• **Requirement**
Which lines in the listing below contain the string "white"? Extract each of them in full.

• **Data entries**
===
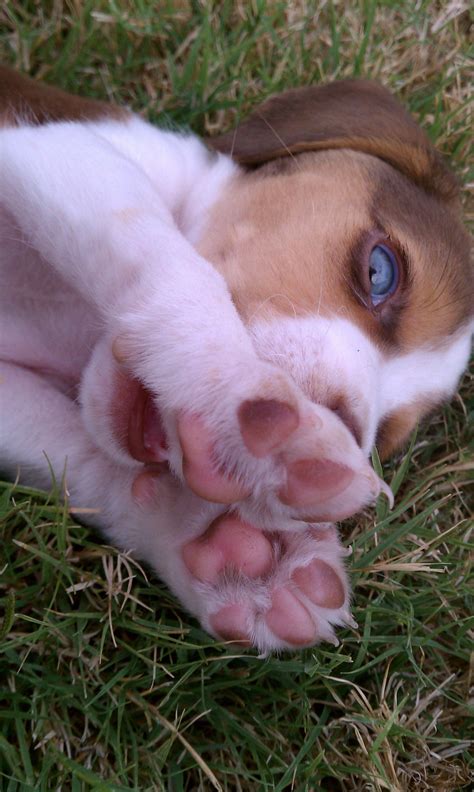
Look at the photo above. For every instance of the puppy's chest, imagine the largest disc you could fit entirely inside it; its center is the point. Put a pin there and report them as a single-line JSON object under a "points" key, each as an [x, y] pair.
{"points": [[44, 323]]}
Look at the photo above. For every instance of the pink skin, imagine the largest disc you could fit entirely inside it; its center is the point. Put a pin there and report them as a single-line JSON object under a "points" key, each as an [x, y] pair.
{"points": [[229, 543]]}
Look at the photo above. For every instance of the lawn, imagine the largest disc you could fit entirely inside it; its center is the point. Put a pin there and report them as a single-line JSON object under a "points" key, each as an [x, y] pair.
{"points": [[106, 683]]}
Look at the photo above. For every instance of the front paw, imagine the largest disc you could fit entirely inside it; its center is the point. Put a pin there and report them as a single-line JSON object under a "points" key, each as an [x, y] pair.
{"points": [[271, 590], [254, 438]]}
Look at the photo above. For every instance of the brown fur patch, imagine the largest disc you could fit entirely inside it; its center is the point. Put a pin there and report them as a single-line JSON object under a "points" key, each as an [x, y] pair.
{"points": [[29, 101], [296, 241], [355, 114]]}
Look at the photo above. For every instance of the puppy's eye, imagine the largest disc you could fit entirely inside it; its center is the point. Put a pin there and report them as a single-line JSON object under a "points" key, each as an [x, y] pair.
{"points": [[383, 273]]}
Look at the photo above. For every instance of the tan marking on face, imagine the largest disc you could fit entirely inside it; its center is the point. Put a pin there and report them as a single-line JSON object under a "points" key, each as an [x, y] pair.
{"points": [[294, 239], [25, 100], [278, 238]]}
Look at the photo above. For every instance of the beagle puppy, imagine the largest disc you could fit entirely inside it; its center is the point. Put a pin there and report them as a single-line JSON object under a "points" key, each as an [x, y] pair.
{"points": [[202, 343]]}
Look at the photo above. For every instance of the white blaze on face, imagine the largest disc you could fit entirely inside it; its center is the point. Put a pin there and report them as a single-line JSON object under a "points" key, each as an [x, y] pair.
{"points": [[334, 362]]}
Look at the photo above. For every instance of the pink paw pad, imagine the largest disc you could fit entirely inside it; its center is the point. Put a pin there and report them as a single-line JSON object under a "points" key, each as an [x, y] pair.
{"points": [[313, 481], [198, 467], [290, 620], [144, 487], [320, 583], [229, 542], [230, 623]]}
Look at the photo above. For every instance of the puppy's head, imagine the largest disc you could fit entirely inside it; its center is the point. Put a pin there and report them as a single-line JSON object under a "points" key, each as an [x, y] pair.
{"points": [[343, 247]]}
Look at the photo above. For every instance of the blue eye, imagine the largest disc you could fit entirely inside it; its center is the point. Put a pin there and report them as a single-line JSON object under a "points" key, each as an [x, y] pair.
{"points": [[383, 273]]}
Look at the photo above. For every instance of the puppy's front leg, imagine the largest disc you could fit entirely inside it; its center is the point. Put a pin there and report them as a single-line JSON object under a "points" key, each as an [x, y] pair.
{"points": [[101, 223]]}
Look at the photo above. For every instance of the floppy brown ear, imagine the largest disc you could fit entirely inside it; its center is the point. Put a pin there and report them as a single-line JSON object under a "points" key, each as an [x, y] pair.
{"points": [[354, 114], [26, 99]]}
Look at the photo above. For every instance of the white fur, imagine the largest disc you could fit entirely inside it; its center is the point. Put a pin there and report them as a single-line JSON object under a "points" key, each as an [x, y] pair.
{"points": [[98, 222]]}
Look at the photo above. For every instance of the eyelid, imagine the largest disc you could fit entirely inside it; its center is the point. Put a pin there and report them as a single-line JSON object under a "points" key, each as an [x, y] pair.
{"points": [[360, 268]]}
===
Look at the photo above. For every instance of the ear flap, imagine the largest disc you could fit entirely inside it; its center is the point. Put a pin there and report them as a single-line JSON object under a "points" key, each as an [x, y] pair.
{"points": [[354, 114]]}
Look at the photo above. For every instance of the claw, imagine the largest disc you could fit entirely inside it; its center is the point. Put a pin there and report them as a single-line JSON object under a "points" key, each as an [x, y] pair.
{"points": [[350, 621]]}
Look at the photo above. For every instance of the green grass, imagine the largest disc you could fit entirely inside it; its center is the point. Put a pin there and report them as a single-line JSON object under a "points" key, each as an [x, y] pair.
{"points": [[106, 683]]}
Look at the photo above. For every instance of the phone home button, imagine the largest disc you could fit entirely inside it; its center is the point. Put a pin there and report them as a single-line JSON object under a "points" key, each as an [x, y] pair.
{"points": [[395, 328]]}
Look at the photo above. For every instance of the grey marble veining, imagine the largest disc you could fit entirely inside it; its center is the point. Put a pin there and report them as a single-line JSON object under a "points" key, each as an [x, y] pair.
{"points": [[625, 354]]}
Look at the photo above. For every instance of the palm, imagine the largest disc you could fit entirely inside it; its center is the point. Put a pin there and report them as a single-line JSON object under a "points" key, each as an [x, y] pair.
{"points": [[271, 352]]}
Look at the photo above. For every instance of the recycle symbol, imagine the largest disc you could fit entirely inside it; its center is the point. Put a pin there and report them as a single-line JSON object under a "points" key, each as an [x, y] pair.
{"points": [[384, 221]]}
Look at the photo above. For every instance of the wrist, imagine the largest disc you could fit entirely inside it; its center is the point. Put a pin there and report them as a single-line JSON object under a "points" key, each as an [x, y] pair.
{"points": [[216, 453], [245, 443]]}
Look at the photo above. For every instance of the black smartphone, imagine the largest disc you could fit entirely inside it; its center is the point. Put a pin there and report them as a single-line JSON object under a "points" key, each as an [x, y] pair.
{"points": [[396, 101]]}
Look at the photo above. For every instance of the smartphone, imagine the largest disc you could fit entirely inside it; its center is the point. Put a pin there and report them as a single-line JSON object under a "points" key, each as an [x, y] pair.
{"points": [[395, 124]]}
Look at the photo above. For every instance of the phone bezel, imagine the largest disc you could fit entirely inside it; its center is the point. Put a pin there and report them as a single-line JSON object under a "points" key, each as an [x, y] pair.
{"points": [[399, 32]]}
===
• **Correct output**
Look at the photo above. For every instance of the white blaze on face, imagine the largest disc you could fit entirely inside it; its center is the point. Put a pin there and report them as a single-line JSON object under a "points" key, each as an [x, y] pair.
Look at the photo above. For every instance of the white fur, imagine the largest disc you could fit entirely inside it; its center is the point. Put a pin there and report them as a single-line JSON object under a "points" key, each as an [x, y] pair.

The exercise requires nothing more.